It should be clear from these added sentences that it is the general mode of
 
use of a product that determines objectively whether or not it is a consumer
 
product.  One could not escape the effects of the User Products provisions by
 
labeling what is demonstrably a consumer product in ways that suggest it is
 
``for professionals'', for example.
 

	
 

	
 
\subsubsection{Installation Information}
 

	
 
With the User Products definition complete,  The ``Installation Information''
 
definition uses that to define what those receiving object code inside a User
 
Product must receive.
 

	
 
Installation Information is information that is ``required to install and
 
execute modified versions of a covered work \dots from a modified version of
 
its'' CCS, in the same User Product for which the covered work is conveyed.
 
GPLv3 provides guidance concerning how much information must be provided: it
 
``must suffice to ensure that the continued functioning of the modified
 
object code is in no case prevented or interfered with solely because
 
modification has been made.''  For example, the information provided would be
 
insufficient if it enabled a modified version to run only in a disabled
 
fashion, solely because of the fact of modification (regardless of the actual
 
nature of the modification).  The information need not consist of
 
cryptographic keys; Installation Information may be ``any methods,
 
procedures, authorization keys, or other information''.
 

	
 
Note that GPLv3 does not define ``continued functioning'' further.  However,
 
GPLv3 does provide some additional guidance concerning the scope of
 
GPLv3-compliant action or inaction that distributors of
 
technically-restricted User Products can take with respect to a downstream
 
recipient who replaces the conveyed object code with a modified version.
 
First of all, GPLv3 makes clear that GPLv3 implies no obligation ``to
 
continue to provide support service, warranty, or updates'' for such a work.

## EXTRACTED DATA
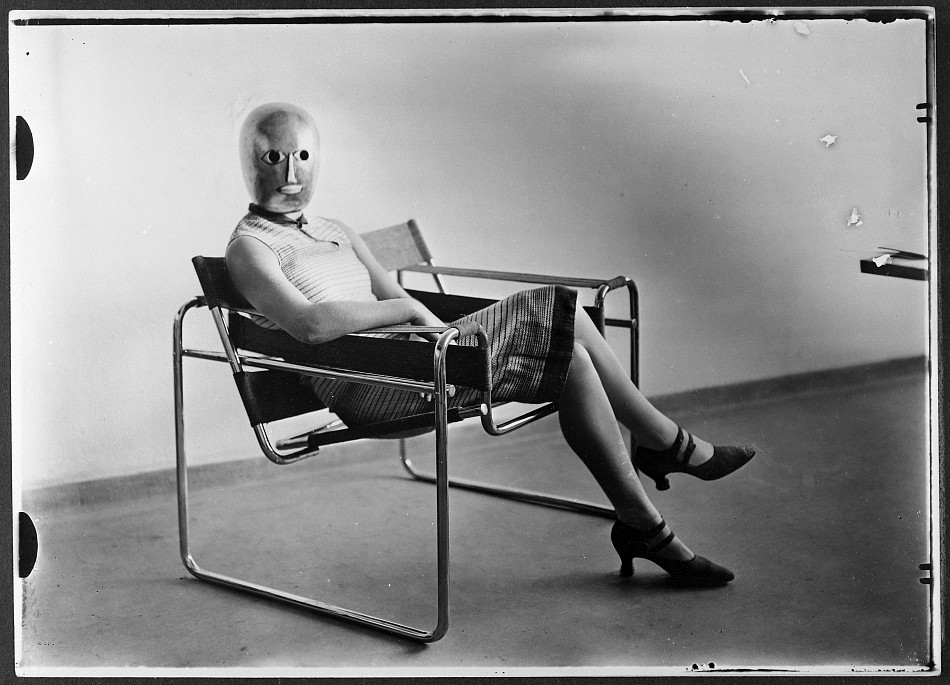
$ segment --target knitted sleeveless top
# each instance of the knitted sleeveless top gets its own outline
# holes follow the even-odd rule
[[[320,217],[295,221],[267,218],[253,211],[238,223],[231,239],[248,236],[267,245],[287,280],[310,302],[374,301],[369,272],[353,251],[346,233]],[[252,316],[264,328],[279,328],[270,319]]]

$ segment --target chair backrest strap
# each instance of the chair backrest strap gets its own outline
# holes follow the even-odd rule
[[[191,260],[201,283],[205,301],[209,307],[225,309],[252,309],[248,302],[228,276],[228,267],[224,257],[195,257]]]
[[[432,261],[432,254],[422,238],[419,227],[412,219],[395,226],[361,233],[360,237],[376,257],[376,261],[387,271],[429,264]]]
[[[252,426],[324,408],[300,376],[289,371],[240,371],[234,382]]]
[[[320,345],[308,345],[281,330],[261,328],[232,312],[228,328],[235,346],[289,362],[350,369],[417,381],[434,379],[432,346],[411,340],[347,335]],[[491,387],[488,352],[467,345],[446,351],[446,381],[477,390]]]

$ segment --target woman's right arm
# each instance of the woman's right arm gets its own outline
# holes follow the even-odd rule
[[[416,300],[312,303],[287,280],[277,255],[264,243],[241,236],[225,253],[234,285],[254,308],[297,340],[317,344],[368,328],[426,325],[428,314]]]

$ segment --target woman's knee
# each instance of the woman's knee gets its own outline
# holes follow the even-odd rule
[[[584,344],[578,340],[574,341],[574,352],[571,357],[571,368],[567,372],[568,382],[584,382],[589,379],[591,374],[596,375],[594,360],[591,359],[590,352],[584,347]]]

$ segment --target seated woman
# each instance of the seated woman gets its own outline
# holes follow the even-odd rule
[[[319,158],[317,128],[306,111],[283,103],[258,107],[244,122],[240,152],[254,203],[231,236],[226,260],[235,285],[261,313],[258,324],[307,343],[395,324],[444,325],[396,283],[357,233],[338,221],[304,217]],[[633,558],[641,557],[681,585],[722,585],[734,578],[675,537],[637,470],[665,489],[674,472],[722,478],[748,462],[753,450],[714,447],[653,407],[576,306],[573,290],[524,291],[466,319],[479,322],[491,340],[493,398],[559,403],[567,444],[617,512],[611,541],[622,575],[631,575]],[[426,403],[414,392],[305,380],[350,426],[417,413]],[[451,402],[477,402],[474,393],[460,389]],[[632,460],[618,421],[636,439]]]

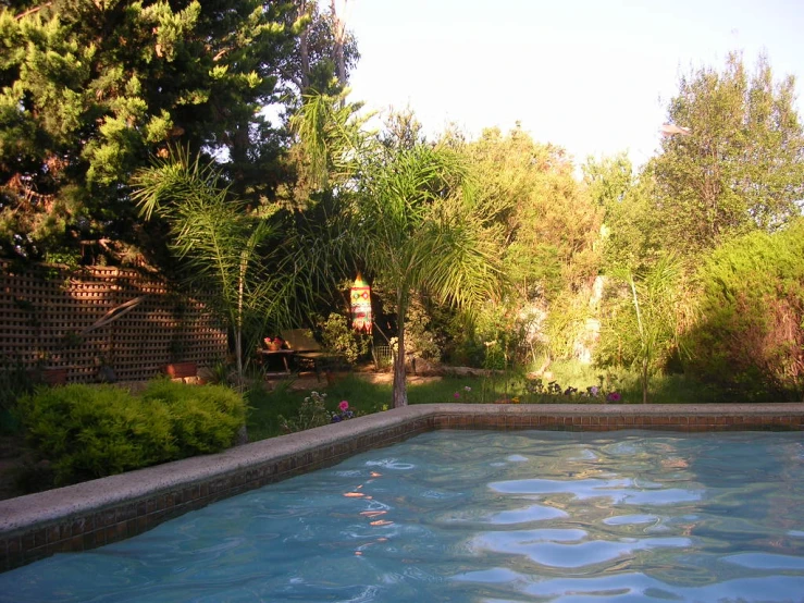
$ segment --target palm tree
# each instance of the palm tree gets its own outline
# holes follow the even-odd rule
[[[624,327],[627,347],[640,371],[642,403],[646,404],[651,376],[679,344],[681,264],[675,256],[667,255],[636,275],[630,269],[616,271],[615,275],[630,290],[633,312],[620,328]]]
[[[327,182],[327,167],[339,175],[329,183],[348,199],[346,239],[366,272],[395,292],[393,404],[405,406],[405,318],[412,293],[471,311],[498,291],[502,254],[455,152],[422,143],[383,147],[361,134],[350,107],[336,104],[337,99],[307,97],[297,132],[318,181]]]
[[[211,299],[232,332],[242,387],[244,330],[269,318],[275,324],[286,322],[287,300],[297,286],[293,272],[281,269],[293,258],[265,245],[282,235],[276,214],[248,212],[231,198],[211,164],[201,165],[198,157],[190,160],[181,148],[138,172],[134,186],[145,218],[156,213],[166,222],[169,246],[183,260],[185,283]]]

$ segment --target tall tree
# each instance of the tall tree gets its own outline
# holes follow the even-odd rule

## EXERCISE GOAL
In the excerpt on GPLv3 Installation Information, what does GPLv3 imply no obligation to continue providing for a work whose object code a downstream recipient has replaced with a modified version?

## ANSWER TO THIS PROBLEM
Support service, warranty, or updates.